## GOAL OF THE EXERCISE
Output only the lines below that start at the line containing "Locate the downspout" and end at the line containing "Target: neighboring house", with both ends kept.

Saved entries
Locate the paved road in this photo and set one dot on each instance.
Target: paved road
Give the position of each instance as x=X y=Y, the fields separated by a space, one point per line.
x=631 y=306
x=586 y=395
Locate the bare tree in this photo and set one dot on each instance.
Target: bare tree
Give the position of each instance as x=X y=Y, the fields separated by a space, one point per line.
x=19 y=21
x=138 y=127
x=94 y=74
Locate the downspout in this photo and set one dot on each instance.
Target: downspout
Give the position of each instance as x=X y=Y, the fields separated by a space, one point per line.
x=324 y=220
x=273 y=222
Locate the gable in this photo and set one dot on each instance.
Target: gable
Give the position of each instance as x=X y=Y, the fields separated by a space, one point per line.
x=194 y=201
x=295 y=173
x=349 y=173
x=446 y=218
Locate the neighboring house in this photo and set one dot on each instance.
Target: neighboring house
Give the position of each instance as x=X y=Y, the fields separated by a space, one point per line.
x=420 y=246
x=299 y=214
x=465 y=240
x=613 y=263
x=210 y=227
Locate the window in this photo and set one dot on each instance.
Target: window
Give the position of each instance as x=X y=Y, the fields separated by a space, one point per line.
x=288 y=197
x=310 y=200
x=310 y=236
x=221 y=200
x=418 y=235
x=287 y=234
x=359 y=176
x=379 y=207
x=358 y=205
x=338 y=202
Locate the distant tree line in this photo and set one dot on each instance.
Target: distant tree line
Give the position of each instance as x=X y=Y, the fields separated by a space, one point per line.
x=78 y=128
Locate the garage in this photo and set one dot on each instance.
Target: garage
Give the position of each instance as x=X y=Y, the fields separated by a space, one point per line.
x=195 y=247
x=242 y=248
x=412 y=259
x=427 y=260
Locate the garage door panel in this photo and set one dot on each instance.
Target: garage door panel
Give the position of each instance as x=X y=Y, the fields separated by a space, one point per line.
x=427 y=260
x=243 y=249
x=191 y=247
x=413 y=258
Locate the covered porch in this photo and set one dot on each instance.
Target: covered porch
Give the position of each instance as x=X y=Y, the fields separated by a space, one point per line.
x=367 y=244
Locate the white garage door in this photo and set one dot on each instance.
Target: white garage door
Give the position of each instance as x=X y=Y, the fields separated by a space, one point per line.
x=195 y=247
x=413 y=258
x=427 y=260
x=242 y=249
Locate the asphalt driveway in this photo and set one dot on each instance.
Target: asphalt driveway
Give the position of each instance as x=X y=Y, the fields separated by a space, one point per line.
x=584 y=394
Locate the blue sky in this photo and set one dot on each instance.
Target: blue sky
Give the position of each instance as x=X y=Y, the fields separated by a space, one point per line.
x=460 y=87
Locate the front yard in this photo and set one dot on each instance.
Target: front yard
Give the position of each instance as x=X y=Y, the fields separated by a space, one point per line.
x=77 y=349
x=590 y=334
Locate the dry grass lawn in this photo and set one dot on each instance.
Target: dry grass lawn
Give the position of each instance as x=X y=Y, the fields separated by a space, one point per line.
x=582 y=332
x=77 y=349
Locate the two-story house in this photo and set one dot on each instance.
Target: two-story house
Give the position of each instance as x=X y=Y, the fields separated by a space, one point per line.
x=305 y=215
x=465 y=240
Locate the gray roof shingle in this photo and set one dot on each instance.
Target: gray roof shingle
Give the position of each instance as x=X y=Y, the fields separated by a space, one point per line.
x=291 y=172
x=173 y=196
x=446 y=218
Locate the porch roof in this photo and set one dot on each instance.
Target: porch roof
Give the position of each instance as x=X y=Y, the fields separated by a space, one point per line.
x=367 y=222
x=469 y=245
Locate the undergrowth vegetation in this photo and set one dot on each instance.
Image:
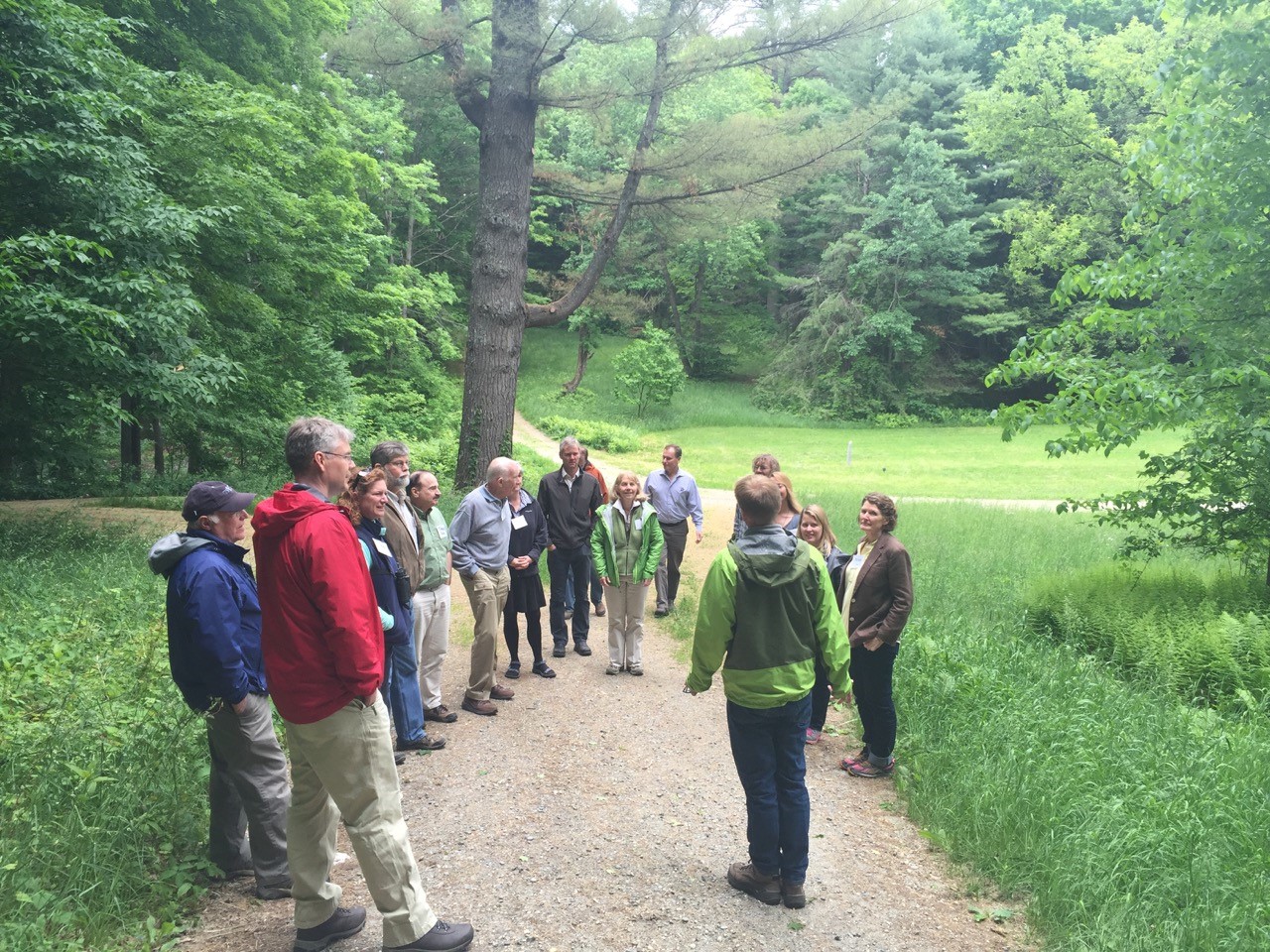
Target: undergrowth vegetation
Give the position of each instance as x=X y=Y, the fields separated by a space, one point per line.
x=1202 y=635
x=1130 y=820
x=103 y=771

...

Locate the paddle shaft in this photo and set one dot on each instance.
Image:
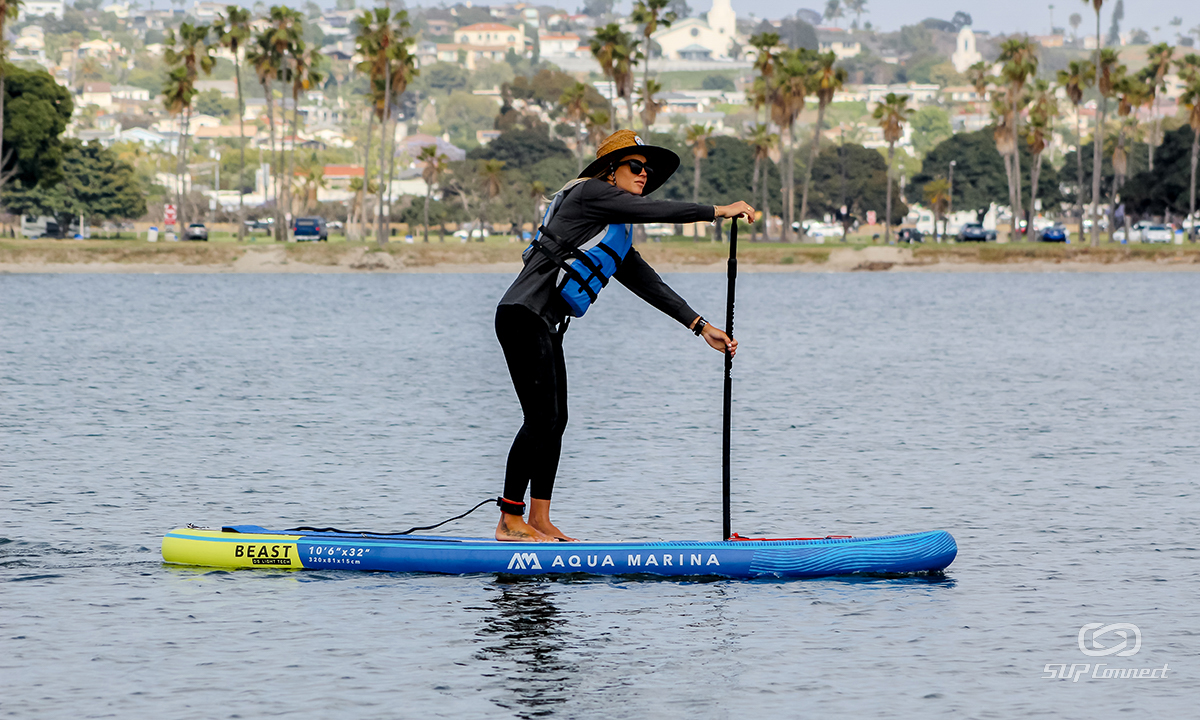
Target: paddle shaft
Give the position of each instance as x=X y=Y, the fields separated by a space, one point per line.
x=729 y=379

## EXERCISE SOLUTION
Locate the downspout in this photo and set one dot on each instance.
Target: downspout
Give the position of each instance as x=X y=Y, the fields separated by a space, one point per line.
x=324 y=220
x=273 y=222
Locate the gable in this photo and set one dot on each instance.
Target: gable
Give the position of each instance as x=X y=Y, the fields separated by a space, one point per line.
x=194 y=201
x=295 y=173
x=349 y=173
x=446 y=218
Locate the neighboring house in this photo and set one dot on each instance.
Target: neighboring house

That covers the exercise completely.